→ **What is being asked**: Repeat exactly the lines from the first line of the records through the line containing "positive clicks: (337, 459) (428, 504)", and nothing more.

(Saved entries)

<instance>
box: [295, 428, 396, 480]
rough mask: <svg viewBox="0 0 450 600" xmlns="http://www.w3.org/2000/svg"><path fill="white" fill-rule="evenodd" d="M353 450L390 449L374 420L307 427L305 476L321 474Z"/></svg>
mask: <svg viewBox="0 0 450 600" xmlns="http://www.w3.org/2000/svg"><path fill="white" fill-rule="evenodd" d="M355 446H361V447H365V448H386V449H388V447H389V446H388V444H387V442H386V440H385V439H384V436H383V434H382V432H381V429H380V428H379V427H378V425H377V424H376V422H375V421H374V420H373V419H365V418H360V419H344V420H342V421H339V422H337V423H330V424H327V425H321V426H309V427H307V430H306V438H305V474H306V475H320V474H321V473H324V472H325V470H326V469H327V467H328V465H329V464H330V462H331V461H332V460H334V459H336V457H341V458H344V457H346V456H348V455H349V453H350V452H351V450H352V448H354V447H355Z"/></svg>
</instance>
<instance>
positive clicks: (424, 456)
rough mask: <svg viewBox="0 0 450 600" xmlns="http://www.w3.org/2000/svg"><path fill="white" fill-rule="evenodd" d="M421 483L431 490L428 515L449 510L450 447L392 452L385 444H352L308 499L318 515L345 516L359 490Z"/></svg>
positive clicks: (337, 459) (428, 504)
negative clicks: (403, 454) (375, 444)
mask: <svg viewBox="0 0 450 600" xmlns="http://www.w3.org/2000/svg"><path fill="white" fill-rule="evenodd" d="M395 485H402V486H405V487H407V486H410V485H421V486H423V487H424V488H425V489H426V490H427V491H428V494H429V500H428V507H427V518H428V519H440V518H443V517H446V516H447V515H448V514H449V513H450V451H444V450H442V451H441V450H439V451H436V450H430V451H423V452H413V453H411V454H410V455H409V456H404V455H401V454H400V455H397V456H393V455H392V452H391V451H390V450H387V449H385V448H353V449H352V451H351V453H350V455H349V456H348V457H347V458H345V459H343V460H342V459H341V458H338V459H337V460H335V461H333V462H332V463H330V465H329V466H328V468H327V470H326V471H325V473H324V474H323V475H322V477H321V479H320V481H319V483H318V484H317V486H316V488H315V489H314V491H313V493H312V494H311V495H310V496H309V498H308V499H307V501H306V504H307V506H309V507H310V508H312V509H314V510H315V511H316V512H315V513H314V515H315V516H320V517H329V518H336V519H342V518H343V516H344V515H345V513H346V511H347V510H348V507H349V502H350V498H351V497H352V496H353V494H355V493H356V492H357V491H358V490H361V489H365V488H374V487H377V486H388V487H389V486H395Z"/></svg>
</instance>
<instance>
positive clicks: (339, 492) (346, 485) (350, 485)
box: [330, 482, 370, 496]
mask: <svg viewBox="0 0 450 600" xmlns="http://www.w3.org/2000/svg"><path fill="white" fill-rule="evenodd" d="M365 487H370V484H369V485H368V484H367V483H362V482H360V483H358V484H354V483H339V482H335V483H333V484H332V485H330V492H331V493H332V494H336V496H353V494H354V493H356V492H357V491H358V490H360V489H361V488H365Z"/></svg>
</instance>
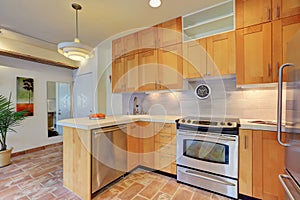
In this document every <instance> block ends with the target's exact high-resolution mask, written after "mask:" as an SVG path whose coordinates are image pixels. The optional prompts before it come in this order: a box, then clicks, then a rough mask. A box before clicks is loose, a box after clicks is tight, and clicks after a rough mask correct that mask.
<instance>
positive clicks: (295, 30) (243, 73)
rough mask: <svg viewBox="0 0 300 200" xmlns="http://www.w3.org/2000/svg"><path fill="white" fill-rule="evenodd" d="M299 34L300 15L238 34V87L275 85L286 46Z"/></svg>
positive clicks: (236, 40) (286, 49)
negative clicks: (251, 84) (269, 84)
mask: <svg viewBox="0 0 300 200" xmlns="http://www.w3.org/2000/svg"><path fill="white" fill-rule="evenodd" d="M299 30H300V15H295V16H291V17H287V18H284V19H280V20H275V21H272V22H269V23H264V24H260V25H255V26H250V27H247V28H244V29H239V30H237V31H236V48H237V54H236V64H237V73H236V80H237V84H238V85H240V84H253V83H271V82H277V80H278V71H279V67H280V66H281V65H282V64H284V63H286V62H287V59H286V55H287V50H288V49H287V44H288V42H289V41H290V40H291V39H292V38H293V36H294V35H295V34H296V33H297V31H299ZM289 50H290V51H292V50H291V49H289ZM283 80H284V81H285V73H284V76H283Z"/></svg>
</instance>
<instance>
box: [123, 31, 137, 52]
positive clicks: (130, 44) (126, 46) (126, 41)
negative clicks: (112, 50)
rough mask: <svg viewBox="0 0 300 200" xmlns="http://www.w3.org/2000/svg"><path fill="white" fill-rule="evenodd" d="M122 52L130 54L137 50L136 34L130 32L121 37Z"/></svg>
mask: <svg viewBox="0 0 300 200" xmlns="http://www.w3.org/2000/svg"><path fill="white" fill-rule="evenodd" d="M123 46H124V54H125V55H131V54H135V53H137V52H138V48H139V45H138V34H137V33H132V34H129V35H127V36H124V37H123Z"/></svg>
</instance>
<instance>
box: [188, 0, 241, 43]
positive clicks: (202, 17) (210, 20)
mask: <svg viewBox="0 0 300 200" xmlns="http://www.w3.org/2000/svg"><path fill="white" fill-rule="evenodd" d="M234 4H235V3H234V0H228V1H224V2H222V3H219V4H216V5H213V6H211V7H208V8H205V9H203V10H199V11H197V12H195V13H192V14H188V15H186V16H183V18H182V19H183V22H182V23H183V26H182V27H183V33H184V34H183V41H189V40H195V39H199V38H204V37H207V36H210V35H215V34H218V33H222V32H226V31H230V30H234V24H235V23H234V10H235V9H234Z"/></svg>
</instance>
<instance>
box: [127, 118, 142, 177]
mask: <svg viewBox="0 0 300 200" xmlns="http://www.w3.org/2000/svg"><path fill="white" fill-rule="evenodd" d="M139 156H140V139H139V129H138V125H137V124H136V123H130V124H127V171H128V172H129V171H131V170H132V169H134V168H135V167H137V166H138V165H139V164H140V158H139Z"/></svg>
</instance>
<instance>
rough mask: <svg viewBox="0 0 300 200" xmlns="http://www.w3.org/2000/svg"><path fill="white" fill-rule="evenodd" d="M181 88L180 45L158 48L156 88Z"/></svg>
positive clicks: (160, 88) (181, 69)
mask: <svg viewBox="0 0 300 200" xmlns="http://www.w3.org/2000/svg"><path fill="white" fill-rule="evenodd" d="M178 88H182V45H181V44H177V45H172V46H168V47H165V48H163V49H159V50H158V83H157V89H160V90H162V89H178Z"/></svg>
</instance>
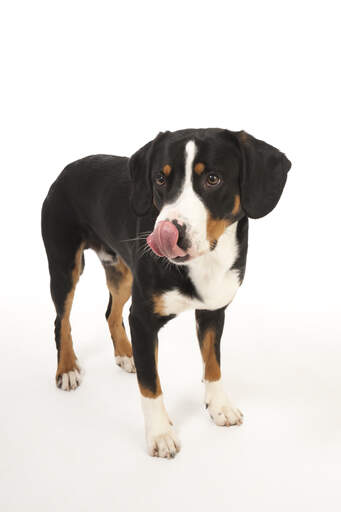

→ **Solution for this exercise**:
<instance>
box: [295, 428, 396, 480]
rough mask: <svg viewBox="0 0 450 600" xmlns="http://www.w3.org/2000/svg"><path fill="white" fill-rule="evenodd" d="M353 450L390 449L374 420L307 427L305 476L321 474Z"/></svg>
mask: <svg viewBox="0 0 450 600" xmlns="http://www.w3.org/2000/svg"><path fill="white" fill-rule="evenodd" d="M355 446H361V447H365V448H386V449H388V447H389V446H388V444H387V442H386V440H385V439H384V436H383V434H382V432H381V429H380V428H379V427H378V425H377V424H376V422H375V421H374V420H373V419H365V418H360V419H344V420H342V421H339V422H337V423H330V424H327V425H321V426H309V427H307V430H306V438H305V474H306V475H320V474H321V473H324V472H325V470H326V469H327V467H328V465H329V464H330V462H331V461H332V460H334V459H336V457H341V458H344V457H346V456H348V455H349V453H350V452H351V450H352V448H354V447H355Z"/></svg>
</instance>
<instance>
positive clicks: (424, 456)
rough mask: <svg viewBox="0 0 450 600" xmlns="http://www.w3.org/2000/svg"><path fill="white" fill-rule="evenodd" d="M421 483L431 490L428 515L449 510L450 447L392 452L385 444H352L308 499L318 515L345 516L359 490Z"/></svg>
positive clicks: (337, 459) (428, 504)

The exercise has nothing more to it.